Excerpt provided:
Protecting Our Children - BBC2 - 9pm - 30th Jan

This is an interesting review https://bjp.rcpsych.org/content/179/6/482.long#ref-34

Conclusions The data support the notion of a victim-to-victimiser cycle in a minority of male perpetrators but not among the female victims studied. Sexual abuse by a female in childhood may be a risk factor for a cycle of abuse in males.

In fact the highest figure I've found even among those studies that support the cycle of abuse is about 30%

There's actually a well established link between prostitution and sexual abuse - many survivors of abuse do have a cycle of abuse in that they continue to enter abusive relationships - this link is mostly apparent in domestic violence cases where women enter one abusive relationship after another. However this is different to the suggestion that most abusers were abused themselves, which I maintain is not true (and backed up even by your own quoted figures above).
 
It is well documented that children involved in abusive relationships as children go on to abuse, not all but statistically 40% in America, as the second link showed and probably 30% is an accurate amount in the uk

That is still a huge amount and shows why it is important to stop the cycle as early as possible and why abused children are kept an eye on in adulthood as they become parents.
 
I don't think anyone said ''most'' of them go on to continue the cycle of abuse marley2580, but when you think about the population of the world let's say, and how many out of that population were abused the number will be low. You then look at abusers and compare how many of those were abused as children themselves and then 30-40% is a massive figure in comparison to the rest of the abusers that were non-abused children in the population.

Hope that makes sense?!
 
Thanks for the links Feeble.

Marley what is prompting you to want to discount the "cycle of abuse"?
 
It is well documented that children involved in abusive relationships as children go on to abuse, not all but statistically 40% in America, as the second link showed and probably 30% is an accurate amount in the uk

That is still a huge amount and shows why it is important to stop the cycle as early as possible and why abused children are kept an eye on in adulthood as they become parents.

My Oh and his siblings/half siblings were all on the CP registrar and abused in various ways by their mutual father.
Both my Hv's have taken a huge interest into how OH is doing with fatherhood. They have asked me and him many questions separately. I dont know if they knew (as OH has changed his name) but we were honest when they asked about our own childhoods.

Oh could not be a better Father and I am so incredibly proud of him. I think he would say is that before he had Lo he dealt with his own demons and that is the big difference, he really couldnt be a better farther or partner. :cloud9:
However out of his other 3 male siblings 1 from what we know is a brilliant devoted Dad and the other two have had their children removed from their lives. Either via SS or by women who did the right thing and protected themselves and their children
 
Thanks for the links Feeble.

Marley what is prompting you to want to discount the "cycle of abuse"?

Provided records:

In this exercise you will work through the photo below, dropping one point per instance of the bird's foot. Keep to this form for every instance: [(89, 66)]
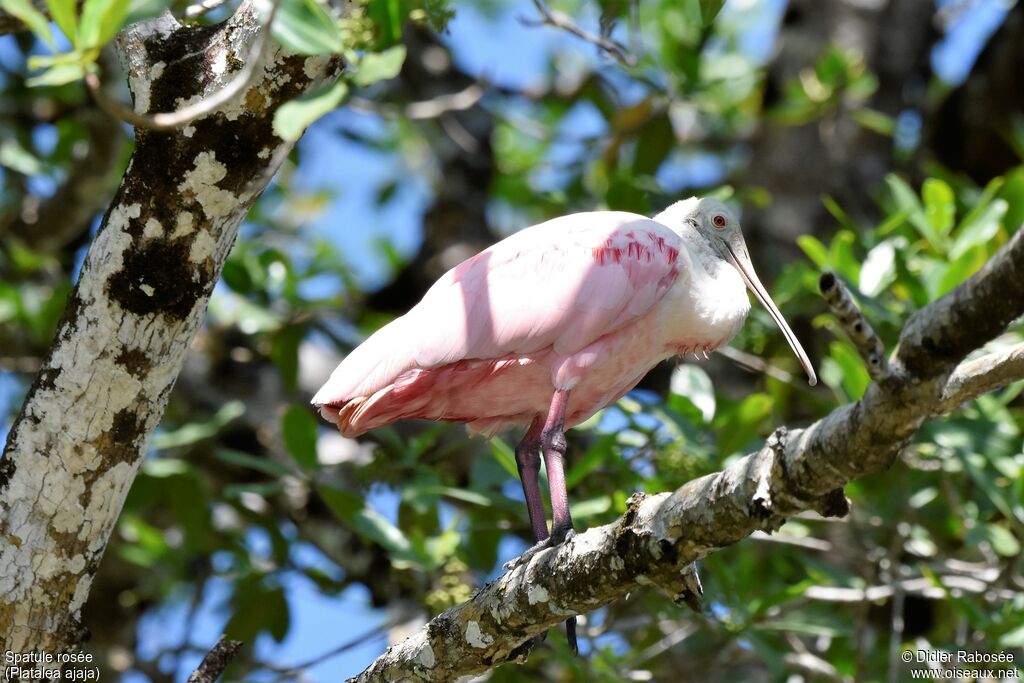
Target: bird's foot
[(570, 635), (529, 553)]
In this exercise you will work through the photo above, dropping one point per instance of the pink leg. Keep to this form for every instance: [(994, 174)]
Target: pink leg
[(553, 441), (527, 457)]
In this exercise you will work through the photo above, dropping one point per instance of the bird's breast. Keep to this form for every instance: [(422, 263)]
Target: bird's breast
[(704, 310)]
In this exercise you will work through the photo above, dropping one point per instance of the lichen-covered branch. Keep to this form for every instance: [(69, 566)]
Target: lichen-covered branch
[(75, 447), (660, 536), (973, 378)]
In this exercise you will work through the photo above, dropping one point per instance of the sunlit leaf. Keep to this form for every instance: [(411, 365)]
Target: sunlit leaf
[(293, 117), (198, 431), (299, 431), (304, 27), (31, 16)]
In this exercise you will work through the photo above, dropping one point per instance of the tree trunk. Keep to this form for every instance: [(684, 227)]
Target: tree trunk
[(75, 449)]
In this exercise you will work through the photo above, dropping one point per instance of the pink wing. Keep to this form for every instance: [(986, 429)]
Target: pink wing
[(562, 284)]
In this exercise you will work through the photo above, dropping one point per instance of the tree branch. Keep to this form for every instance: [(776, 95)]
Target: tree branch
[(216, 660), (973, 378), (871, 350), (939, 336), (660, 536), (560, 20), (77, 444), (206, 105)]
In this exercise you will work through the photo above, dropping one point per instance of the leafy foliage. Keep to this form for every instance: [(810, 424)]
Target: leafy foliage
[(246, 493)]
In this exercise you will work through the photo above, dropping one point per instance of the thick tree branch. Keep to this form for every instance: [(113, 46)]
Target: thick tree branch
[(939, 336), (81, 435), (660, 536), (216, 660), (973, 378), (871, 350)]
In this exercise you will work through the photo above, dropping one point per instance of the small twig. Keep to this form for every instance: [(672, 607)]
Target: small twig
[(427, 109), (560, 20), (182, 117), (216, 660), (921, 587), (973, 378), (856, 327), (758, 365)]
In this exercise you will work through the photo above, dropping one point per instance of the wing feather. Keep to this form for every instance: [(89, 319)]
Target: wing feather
[(562, 284)]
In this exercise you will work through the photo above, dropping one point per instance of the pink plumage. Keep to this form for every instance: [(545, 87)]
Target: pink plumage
[(548, 327), (496, 335)]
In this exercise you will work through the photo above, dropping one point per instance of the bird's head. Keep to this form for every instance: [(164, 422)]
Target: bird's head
[(720, 227)]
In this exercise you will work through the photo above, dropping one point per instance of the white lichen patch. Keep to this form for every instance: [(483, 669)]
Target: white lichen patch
[(202, 181), (537, 594), (185, 224), (218, 65), (314, 67), (425, 656), (202, 249), (477, 638), (153, 228)]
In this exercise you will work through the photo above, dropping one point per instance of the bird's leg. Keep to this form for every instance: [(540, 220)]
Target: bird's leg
[(553, 442), (550, 438), (527, 458)]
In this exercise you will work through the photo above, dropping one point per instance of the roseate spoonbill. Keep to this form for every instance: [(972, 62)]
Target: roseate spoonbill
[(551, 325)]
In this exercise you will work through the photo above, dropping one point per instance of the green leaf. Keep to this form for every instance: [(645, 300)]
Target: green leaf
[(198, 431), (505, 456), (854, 378), (293, 118), (710, 9), (416, 491), (345, 505), (16, 158), (590, 508), (32, 17), (143, 9), (304, 27), (979, 227), (299, 431), (692, 382), (940, 205), (597, 455), (65, 14), (161, 468), (100, 20), (907, 202), (879, 270), (380, 66), (814, 250), (1003, 541), (875, 121), (264, 465), (58, 75)]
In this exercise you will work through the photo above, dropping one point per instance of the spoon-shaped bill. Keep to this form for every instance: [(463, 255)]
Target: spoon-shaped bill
[(742, 263)]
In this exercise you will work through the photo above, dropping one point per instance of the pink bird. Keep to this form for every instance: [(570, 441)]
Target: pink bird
[(551, 325)]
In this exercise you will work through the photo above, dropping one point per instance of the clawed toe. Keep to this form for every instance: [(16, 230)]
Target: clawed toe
[(527, 555)]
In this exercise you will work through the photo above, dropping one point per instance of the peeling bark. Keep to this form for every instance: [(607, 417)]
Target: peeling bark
[(659, 537), (75, 449)]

Things to do:
• 1. For each statement below, say whether it agrees with the forum thread on the cycle of abuse. Answer yes or no and quote the words from the thread that decide it.
(a) The quoted review concludes that the data support a victim-to-victimiser cycle among the female victims studied.
(b) One poster says the highest figure found, even among studies that support the cycle of abuse, is about 30%.
(c) The poster whose partner was on the CP register says all three of his other male siblings have had their children removed.
• 2. Carry on the forum thread on the cycle of abuse, starting after its final post.

Results:
• 1.
(a) No: "in a minority of male perpetrators but not among the female victims studied."
(b) Yes: "the highest figure I've found even among those studies that support the cycle of abuse is about 30%"
(c) No: "1 from what we know is a brilliant devoted Dad and the other two have had their children removed from their lives."

• 2.
I have worked with hundreds of survivors over the years through various organisations and my own experience (and the experience of those I work with) suggests that the opposite is true - that most survivors will go out of their way to ensure that their own children never experience abuse. As I said, I am not saying that it never happens, but I simply do not believe that it is as common as most people think. Given that many surveys etc put the child abuse stats as approximately one in four, then a statistic of 30% of abusers that have been abused themselves would suggest that survivors are no more likely to abuse than anyone else.

I also think that keeping an eye on survivors 'just in case' is an awful suggestion and must make them feel like they're being treated like a ticking time bomb. They are not criminals and should not be treated as such. JMO
 
Thanks for the links Feeble.

Marley what is prompting you to want to discount the "cycle of abuse"?

I have worked with hundreds of survivors over the years through various organisations and my own experience (and the experience of those I work with) suggests that the opposite is true - that most survivors will go out of their way to ensure that their own children never experience abuse. As I said, I am not saying that it never happens, but I simply do not believe that it is as common as most people think. Given that many surveys etc put the child abuse stats as approximately one in four, then a statistic of 30% of abusers that have been abused themselves would suggest that survivors are no more likely to abuse than anyone else.

I also think that keeping an eye on survivors 'just in case' is an awful suggestion and must make them feel like they're being treated like a ticking time bomb. They are not criminals and should not be treated as such. JMO

Unfortunately it DOES run in cycles though and it is more important to protect future children and stop the cycle, than it is to make people feel like they dont require some support.

Bascially, as a previous poster has pointed out, if you have nothing to worry about, you are not going to mind someone coming and speaking to you and having a look.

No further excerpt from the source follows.